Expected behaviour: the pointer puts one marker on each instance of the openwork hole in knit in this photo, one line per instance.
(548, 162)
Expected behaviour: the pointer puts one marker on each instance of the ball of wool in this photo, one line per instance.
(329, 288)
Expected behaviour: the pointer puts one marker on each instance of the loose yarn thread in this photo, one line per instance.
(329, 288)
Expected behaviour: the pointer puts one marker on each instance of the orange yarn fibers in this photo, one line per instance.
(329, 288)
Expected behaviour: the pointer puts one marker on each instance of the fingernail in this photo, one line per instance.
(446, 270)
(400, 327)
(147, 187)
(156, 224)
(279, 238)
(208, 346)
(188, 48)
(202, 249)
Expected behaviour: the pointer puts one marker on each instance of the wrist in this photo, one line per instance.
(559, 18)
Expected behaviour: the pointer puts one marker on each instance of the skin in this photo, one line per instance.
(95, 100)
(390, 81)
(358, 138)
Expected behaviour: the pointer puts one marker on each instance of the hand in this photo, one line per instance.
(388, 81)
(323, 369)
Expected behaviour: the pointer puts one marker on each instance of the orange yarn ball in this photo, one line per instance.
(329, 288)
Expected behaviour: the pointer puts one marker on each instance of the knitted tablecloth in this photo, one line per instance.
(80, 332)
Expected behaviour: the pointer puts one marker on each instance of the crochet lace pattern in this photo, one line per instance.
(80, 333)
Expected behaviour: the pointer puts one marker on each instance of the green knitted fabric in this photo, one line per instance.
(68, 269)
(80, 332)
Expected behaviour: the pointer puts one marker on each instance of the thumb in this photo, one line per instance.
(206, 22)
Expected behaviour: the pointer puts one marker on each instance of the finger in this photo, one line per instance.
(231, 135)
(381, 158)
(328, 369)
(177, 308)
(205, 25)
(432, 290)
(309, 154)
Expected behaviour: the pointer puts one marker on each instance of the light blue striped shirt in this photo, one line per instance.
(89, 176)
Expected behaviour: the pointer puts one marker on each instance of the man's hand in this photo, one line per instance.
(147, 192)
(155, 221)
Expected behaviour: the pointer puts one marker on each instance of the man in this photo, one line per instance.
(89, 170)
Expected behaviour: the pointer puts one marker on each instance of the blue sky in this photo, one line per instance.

────────

Would you give the entries back word for word?

Expected behaviour: the pointer puts one marker on each instance of the openwork hole in knit in this photo, one line per instance.
(548, 162)
Expected behaviour: the pointer puts one marker on each instance of the ball of wool in this photo, one line per instance.
(329, 288)
Expected behaviour: the pointer puts one marker on each instance of the loose yarn thread in this photo, one line per instance.
(329, 288)
Expected behaviour: the pointer puts one marker on each instance of the orange yarn fibers in this photo, one line per instance.
(329, 288)
Expected behaviour: the pointer puts one marker on each instance of the fingernail in this photo, one line per instance.
(446, 270)
(400, 327)
(147, 187)
(156, 224)
(279, 238)
(208, 346)
(188, 48)
(202, 249)
Expected behaviour: the pointer puts one marker on each instance of the wrist in this photo, one line per instance.
(559, 18)
Expected behaviour: the pointer puts one marker on each instance of the skin in this photo, one line per instance.
(95, 100)
(390, 81)
(358, 138)
Expected behaviour: the pointer puts one marker on each instance of the hand in this photo, one line per instance.
(388, 81)
(323, 369)
Expected behaviour: the pointer puts one marker on each instance of the orange yarn ball in this photo, one line per instance.
(329, 288)
Expected behaviour: the pointer puts one marker on each instance of the knitted tablecloth in this photo, one line per instance.
(80, 332)
Expected behaviour: the pointer puts one marker on each instance of the crochet lace pattern in this photo, one line per instance.
(80, 333)
Expected behaviour: the pointer puts one marker on each instance of the green knitted fabric in this photo, one line per instance.
(68, 269)
(80, 332)
Expected behaviour: the pointer puts one marker on each instance of the thumb in this photo, one line per instance.
(206, 22)
Expected behaviour: the pointer puts one marker on each instance of the finger in this photo, one line per instance.
(231, 135)
(381, 158)
(328, 369)
(177, 308)
(205, 25)
(432, 290)
(309, 154)
Expected behaviour: the pointer puts one marker on each instance of the light blue striped shirt in this photo, one line per instance.
(89, 176)
Expected behaviour: the pointer puts one marker on each instance of the man's hand in this photo, one line per instance.
(147, 192)
(155, 221)
Expected behaviour: the pointer puts one marker on each instance of the man in this photo, one line per instance.
(89, 170)
Expected behaviour: the pointer puts one marker on each instance of the blue sky in this photo, one line per instance.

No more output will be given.